■ TASK TO COMPLETE: State how many lines in the records contain the string "wall", matching case exactly. Reply with the number alone.

■ STORED ROWS:
********

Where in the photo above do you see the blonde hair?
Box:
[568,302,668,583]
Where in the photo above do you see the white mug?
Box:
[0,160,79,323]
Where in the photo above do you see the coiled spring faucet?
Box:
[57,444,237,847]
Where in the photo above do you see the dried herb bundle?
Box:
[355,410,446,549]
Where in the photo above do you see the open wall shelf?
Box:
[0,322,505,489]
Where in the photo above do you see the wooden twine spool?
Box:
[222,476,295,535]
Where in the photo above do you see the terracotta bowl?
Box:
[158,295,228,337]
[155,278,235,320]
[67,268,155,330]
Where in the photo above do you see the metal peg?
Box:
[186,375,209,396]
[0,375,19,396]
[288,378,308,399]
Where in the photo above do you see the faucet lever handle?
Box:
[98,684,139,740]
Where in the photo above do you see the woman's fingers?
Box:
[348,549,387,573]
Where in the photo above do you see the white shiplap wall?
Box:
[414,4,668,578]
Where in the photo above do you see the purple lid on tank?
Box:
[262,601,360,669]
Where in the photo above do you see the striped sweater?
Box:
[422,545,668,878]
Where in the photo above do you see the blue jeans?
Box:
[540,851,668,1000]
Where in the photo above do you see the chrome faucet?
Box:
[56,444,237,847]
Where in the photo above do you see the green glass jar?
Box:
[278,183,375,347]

********

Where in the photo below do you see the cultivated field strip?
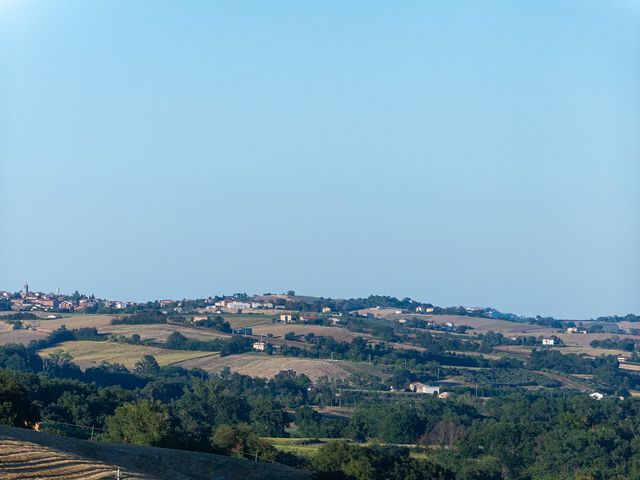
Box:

********

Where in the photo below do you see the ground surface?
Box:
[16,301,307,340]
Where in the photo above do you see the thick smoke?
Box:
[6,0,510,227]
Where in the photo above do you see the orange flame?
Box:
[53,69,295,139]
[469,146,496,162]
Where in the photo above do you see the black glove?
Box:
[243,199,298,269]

********

■ TASK RESPONSE: 2